Considering that previous comments have been all over the map — some asking for cell-based products to use different terms, some arguing that differentiated labeling should be required, some saying that labeling rules could stifle cell-based industry development and some asking that animal-based meat should also be subject to labeling that states its origin — the ones submitted on this rulemaking are also likely to be extremely diverse in their viewpoints.
However, in the three years since regulating cell-based meat has started to merit serious discussion, a lot has changed in the industry. In 2018, there were many companies working toward prototypes of cell-based meat products, but it seemed more like a futuristic proposition.
Now, Eat Just's cell-based Good Meat chicken is served in some foodservice establishments in Singapore, and several companies say they are close to having products available to go to market. Meat-Tech 3D is publicly traded on stock exchanges in the U.S. and Israel. Future Meat Technologies says its cell-based chicken breast is close to price parity with that from an animal, has a pilot plant in Israel that is up and running, and is working with Nestlé to explore cell-based meat's potential. In 2020, $360 million was invested in cell-based meat companies — 72% of all the funds that have ever gone to the space, according to an analysis by the Good Food Institute.
The Alliance for Meat, Poultry & Seafood Innovation — known as AMPS Innovation — is a lobbying and educational group made up of several cell-based meat companies. In a true sign of how the segment has evolved, AMPS Innovation and the North American Meat Institute joined forces last October to ask for this rulemaking to take place. They issued a joint statement Thursday.
"This is an important step in gathering information from the industry and the public to inform a labeling framework that fosters transparency, consumer confidence, and a level-playing field while also aligning with longstanding law and policy," the statement says.
━━━
**Challenge 1**. Copy the rows from the beginning through the line containing "column 253, row 154", inclusive, and omit the pictures.

**Object point labels**.
━━━
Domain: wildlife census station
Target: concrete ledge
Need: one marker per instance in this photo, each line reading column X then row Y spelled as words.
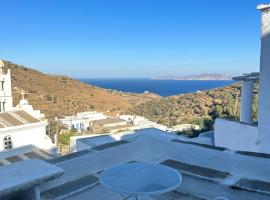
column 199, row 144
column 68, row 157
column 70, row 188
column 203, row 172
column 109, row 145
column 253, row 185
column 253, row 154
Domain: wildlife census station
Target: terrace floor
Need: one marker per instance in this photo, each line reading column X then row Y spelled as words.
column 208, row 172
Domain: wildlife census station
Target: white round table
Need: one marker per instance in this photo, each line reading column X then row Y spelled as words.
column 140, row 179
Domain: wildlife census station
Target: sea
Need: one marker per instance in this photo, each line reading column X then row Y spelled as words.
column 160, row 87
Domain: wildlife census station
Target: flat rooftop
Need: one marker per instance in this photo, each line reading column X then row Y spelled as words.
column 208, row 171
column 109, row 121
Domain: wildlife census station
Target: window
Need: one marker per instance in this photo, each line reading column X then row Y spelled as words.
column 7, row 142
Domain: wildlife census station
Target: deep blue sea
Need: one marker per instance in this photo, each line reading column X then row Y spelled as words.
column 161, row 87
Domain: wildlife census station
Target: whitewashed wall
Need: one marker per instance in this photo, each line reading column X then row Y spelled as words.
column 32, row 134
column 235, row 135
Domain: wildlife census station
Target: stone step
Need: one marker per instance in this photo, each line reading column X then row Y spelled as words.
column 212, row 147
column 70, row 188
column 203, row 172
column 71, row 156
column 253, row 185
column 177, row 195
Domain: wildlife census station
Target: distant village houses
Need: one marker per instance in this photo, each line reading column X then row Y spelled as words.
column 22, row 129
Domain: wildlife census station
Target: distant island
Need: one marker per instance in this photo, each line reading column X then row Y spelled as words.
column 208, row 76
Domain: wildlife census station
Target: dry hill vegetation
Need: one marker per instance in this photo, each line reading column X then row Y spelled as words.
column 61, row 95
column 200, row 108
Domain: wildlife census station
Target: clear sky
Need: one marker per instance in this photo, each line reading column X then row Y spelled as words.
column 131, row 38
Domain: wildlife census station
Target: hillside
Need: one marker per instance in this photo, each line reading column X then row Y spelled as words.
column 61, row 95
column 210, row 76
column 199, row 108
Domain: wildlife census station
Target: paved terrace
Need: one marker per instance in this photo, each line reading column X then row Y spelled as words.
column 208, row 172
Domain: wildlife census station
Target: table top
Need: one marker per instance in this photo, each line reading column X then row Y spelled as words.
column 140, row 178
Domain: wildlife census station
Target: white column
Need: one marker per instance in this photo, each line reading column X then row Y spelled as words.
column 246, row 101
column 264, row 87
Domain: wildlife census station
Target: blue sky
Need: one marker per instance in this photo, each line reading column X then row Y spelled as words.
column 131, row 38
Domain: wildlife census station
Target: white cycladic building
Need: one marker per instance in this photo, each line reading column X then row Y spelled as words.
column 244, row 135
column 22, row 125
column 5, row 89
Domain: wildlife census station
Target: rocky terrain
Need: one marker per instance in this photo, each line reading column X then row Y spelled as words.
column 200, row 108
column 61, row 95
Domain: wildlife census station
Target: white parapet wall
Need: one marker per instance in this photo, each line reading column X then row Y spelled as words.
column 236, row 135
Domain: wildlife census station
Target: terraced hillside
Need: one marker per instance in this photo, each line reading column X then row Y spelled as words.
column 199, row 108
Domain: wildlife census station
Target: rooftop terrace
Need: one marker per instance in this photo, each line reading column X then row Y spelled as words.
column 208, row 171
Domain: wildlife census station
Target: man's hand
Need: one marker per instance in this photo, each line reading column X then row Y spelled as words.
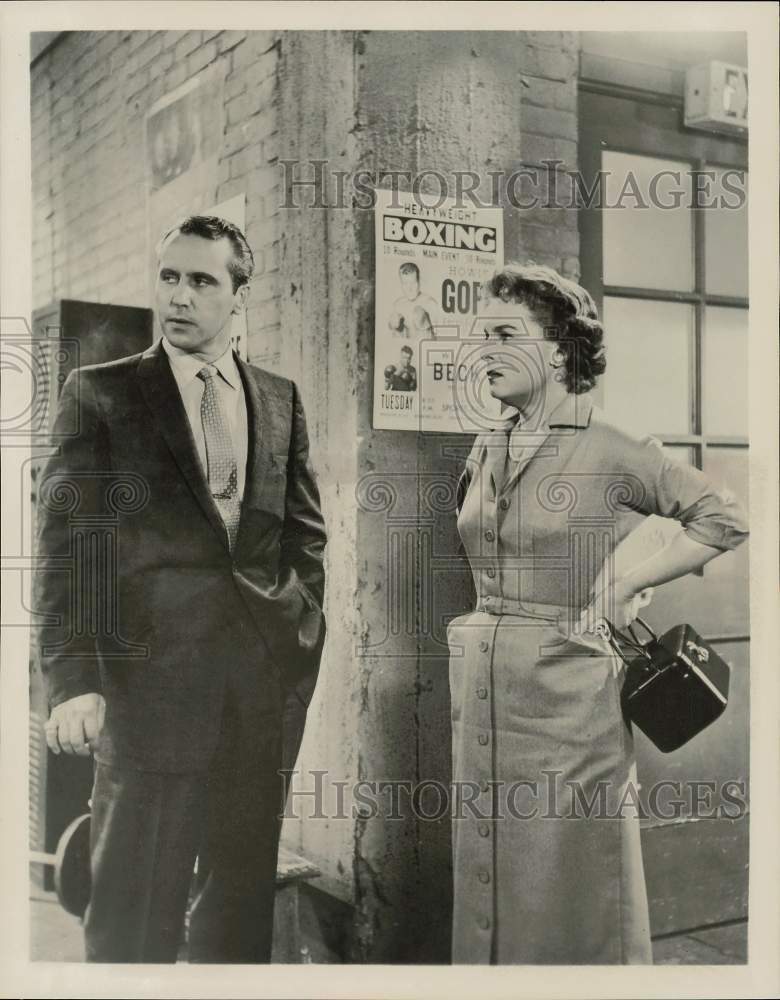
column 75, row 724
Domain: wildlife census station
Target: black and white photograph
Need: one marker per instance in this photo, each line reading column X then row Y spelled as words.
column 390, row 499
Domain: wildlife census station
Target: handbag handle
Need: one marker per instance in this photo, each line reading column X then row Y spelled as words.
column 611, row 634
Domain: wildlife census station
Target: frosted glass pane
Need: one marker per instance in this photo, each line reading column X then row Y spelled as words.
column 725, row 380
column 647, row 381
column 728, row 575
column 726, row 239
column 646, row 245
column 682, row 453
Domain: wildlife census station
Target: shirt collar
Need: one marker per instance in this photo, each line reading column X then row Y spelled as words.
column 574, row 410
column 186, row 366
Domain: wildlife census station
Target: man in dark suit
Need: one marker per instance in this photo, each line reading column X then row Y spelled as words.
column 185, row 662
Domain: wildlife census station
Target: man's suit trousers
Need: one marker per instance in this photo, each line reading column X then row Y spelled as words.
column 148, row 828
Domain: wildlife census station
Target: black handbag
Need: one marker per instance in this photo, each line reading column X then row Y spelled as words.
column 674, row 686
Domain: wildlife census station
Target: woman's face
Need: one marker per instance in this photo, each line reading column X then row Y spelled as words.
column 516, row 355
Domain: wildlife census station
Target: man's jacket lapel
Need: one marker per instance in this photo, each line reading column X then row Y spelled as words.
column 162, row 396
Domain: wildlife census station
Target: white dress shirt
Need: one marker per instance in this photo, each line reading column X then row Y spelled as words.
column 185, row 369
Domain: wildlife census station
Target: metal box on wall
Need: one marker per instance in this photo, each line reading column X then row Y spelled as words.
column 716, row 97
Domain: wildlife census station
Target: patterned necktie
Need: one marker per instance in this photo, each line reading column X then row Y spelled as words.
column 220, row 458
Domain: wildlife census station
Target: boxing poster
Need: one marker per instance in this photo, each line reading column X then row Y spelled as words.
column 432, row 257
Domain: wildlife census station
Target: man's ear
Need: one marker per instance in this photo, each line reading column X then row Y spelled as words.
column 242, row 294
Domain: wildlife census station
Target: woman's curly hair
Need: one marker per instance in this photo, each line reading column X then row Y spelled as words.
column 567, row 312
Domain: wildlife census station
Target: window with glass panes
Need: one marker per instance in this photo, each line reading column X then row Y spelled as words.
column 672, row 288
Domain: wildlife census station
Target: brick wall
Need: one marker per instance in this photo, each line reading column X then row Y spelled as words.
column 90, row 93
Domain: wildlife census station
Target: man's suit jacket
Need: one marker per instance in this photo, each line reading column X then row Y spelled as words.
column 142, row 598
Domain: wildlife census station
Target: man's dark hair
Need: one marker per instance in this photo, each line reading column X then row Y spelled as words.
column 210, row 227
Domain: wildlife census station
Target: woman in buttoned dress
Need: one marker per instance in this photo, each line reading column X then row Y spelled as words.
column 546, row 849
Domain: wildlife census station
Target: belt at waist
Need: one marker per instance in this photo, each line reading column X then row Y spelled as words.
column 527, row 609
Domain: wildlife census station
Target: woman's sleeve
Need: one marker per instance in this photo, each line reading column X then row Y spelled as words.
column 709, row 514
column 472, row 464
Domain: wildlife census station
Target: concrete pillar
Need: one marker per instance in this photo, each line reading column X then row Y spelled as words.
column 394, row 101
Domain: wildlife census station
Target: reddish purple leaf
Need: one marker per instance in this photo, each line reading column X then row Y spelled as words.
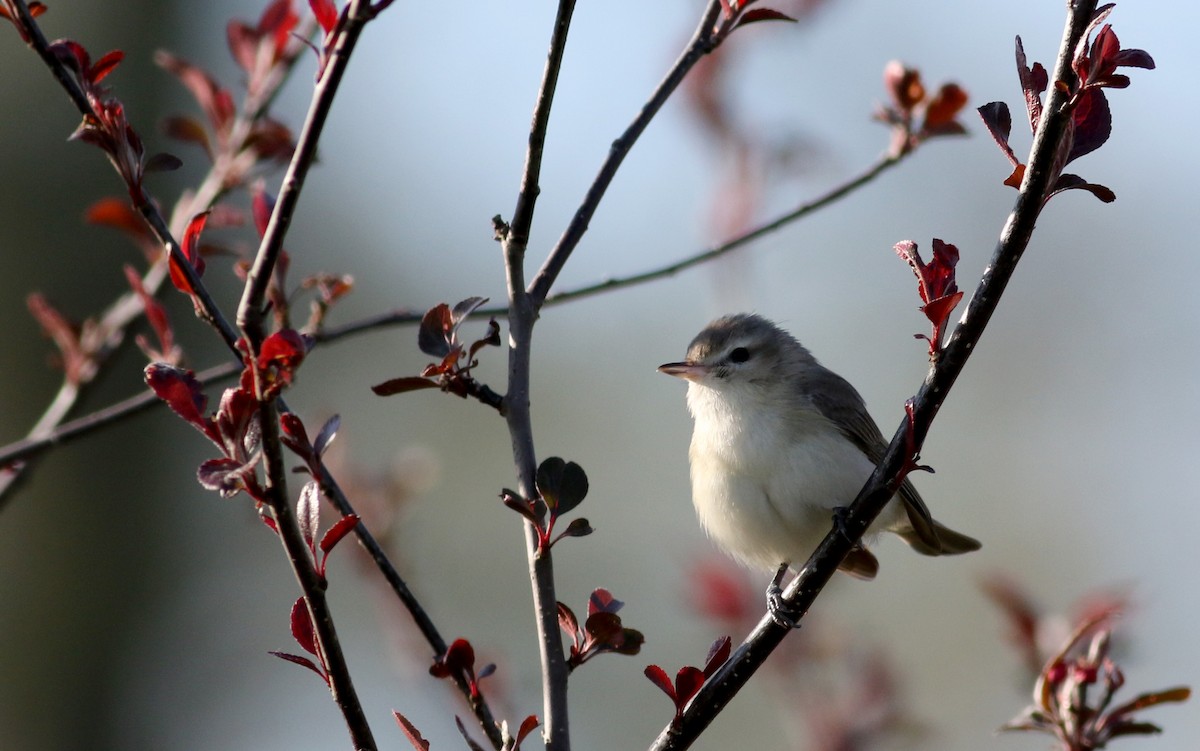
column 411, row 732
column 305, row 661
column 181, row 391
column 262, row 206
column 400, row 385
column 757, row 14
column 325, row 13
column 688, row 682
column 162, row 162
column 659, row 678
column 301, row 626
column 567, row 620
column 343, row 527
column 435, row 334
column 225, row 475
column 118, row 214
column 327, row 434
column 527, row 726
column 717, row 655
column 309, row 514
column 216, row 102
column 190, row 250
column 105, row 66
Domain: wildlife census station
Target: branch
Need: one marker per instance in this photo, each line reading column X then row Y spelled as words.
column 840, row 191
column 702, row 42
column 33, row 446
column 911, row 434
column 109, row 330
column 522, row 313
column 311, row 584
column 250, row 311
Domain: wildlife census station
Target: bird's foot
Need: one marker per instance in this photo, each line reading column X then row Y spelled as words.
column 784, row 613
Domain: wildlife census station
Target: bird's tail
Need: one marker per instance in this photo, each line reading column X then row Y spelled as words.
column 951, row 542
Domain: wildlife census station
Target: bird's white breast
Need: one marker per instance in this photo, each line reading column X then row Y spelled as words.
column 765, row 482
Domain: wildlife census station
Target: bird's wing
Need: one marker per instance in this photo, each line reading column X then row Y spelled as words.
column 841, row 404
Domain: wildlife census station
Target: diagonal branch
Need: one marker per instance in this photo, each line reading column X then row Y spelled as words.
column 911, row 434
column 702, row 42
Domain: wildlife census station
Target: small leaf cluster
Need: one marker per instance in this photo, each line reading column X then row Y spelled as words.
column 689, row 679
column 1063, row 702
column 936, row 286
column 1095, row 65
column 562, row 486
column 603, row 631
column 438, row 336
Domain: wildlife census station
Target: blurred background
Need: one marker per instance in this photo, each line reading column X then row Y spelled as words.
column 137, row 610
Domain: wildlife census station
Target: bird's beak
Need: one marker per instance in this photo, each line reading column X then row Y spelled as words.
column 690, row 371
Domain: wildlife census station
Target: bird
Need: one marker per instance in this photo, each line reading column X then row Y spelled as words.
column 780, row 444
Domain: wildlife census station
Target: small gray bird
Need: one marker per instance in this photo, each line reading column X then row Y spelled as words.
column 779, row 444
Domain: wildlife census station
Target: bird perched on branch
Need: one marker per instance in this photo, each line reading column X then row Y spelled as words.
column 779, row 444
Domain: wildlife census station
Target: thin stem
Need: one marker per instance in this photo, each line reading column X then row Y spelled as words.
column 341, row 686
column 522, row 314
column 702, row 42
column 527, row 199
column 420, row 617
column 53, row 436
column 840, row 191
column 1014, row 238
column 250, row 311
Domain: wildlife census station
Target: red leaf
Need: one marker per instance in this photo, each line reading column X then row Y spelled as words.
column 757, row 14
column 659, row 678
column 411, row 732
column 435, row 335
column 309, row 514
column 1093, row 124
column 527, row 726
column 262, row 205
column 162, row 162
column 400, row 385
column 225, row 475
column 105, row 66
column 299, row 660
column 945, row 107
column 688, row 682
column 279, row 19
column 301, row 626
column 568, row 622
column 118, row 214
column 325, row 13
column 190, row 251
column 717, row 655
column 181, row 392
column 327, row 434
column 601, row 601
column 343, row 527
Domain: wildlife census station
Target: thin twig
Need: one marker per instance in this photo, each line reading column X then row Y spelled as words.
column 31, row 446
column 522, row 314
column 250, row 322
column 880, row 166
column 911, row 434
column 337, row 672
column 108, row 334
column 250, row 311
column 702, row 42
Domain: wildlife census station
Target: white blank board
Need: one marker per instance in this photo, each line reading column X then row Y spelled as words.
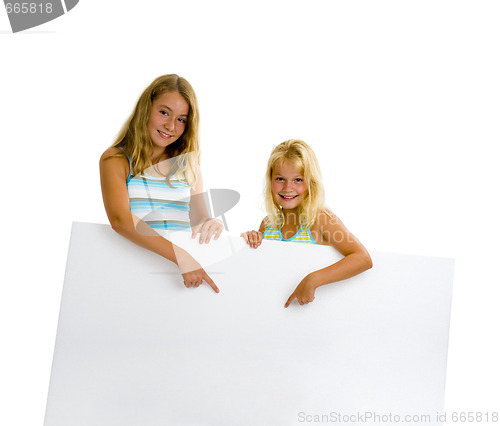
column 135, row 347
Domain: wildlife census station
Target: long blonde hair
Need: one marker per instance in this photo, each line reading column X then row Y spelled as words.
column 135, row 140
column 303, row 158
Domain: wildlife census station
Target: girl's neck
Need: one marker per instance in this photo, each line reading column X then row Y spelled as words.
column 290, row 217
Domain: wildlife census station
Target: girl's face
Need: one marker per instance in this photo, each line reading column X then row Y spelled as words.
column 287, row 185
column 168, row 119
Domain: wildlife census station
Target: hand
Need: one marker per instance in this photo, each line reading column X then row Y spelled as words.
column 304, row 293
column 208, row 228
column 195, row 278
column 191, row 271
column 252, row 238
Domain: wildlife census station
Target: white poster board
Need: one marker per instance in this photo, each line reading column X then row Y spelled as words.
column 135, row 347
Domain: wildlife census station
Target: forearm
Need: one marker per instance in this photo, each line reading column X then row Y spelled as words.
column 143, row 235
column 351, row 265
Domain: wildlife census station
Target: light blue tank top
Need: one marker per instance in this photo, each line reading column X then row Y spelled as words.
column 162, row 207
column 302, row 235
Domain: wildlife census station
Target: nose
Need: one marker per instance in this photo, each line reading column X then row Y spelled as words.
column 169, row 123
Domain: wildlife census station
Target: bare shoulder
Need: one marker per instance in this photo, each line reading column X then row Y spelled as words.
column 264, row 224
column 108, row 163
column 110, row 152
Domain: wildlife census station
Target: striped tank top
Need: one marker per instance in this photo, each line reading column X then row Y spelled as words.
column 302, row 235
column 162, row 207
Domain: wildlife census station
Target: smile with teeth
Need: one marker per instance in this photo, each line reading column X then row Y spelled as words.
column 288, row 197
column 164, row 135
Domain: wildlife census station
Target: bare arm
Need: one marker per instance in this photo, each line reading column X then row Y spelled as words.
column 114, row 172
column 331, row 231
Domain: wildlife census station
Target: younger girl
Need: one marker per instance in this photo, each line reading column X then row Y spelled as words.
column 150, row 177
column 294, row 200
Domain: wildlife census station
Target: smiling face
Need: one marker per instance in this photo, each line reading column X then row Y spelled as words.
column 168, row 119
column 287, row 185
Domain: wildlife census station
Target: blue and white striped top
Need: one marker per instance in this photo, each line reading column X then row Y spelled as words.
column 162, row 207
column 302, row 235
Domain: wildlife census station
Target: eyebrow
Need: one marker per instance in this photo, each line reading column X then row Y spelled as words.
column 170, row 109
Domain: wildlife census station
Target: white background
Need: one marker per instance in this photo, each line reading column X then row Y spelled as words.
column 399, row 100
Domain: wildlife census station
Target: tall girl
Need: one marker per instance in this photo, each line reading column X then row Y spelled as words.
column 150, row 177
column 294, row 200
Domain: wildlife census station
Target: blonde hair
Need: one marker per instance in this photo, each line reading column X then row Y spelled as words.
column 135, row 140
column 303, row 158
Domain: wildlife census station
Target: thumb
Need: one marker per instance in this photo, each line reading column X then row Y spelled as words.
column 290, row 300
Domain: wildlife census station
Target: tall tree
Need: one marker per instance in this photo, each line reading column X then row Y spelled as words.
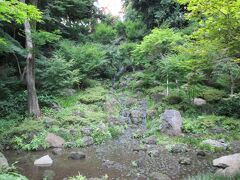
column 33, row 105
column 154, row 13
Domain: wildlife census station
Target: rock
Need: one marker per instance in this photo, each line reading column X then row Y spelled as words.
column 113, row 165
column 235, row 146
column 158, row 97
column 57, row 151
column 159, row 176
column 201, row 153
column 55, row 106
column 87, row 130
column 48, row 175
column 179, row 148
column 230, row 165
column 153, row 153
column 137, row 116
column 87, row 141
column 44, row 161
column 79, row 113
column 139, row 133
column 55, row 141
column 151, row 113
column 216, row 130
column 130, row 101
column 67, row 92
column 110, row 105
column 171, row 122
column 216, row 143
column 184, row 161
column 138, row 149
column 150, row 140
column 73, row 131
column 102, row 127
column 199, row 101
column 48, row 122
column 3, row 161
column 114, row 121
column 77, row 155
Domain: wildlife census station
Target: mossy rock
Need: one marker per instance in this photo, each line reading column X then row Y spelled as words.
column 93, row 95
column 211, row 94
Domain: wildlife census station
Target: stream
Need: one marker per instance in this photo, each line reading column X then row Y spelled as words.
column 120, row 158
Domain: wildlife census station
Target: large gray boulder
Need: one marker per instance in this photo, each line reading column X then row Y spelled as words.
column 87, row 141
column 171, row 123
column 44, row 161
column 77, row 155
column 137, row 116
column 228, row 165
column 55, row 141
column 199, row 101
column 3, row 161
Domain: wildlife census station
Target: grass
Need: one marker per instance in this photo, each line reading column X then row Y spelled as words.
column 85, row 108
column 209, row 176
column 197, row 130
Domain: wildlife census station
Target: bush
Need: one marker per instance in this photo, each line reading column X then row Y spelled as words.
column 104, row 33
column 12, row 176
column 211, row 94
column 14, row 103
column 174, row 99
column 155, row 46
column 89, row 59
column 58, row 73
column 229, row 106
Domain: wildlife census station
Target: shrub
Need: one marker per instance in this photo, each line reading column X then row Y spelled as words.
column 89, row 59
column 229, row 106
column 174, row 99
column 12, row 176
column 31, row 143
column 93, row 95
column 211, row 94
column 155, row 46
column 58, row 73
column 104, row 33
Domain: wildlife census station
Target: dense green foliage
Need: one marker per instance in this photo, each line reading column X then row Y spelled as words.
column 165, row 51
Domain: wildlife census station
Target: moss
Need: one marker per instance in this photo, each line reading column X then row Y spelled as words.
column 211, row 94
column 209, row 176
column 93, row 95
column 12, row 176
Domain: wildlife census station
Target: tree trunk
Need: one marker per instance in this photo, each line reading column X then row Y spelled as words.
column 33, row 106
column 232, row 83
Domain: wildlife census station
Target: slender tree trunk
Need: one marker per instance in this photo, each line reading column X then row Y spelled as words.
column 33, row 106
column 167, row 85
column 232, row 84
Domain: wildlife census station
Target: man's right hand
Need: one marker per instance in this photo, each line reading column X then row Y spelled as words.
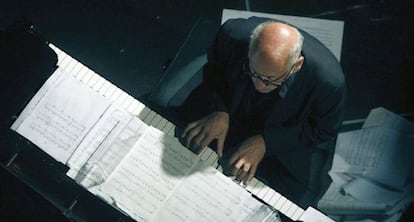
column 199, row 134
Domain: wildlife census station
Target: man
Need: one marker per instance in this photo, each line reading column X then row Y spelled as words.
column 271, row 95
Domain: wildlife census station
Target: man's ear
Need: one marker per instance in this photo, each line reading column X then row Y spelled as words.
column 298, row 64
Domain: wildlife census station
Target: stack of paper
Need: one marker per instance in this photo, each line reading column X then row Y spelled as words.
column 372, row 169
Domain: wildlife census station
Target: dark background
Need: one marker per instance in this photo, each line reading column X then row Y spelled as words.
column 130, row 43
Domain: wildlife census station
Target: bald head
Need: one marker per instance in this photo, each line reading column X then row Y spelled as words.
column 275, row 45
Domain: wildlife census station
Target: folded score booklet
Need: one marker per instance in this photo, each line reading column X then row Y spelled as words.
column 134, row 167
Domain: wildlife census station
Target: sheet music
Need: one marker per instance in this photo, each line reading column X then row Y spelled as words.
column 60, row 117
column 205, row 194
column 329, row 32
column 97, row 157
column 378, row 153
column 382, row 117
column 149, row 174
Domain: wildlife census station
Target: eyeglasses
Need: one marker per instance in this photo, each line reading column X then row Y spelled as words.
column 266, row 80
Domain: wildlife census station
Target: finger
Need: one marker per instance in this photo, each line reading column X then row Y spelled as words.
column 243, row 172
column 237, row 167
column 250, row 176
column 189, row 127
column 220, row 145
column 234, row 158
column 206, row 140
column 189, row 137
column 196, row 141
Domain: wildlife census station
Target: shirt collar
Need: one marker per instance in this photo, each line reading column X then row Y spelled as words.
━━━
**Challenge 2**. In the article on cell-based meat labeling, how much money was invested in cell-based meat companies in 2020?

**Task answer 1**.
Domain: wildlife census station
Target: concrete ledge
Need: one marker per instance in this photo, each line reading column X then row Y spelled as words.
column 199, row 144
column 68, row 157
column 70, row 188
column 203, row 172
column 109, row 145
column 253, row 185
column 253, row 154

**Task answer 2**. $360 million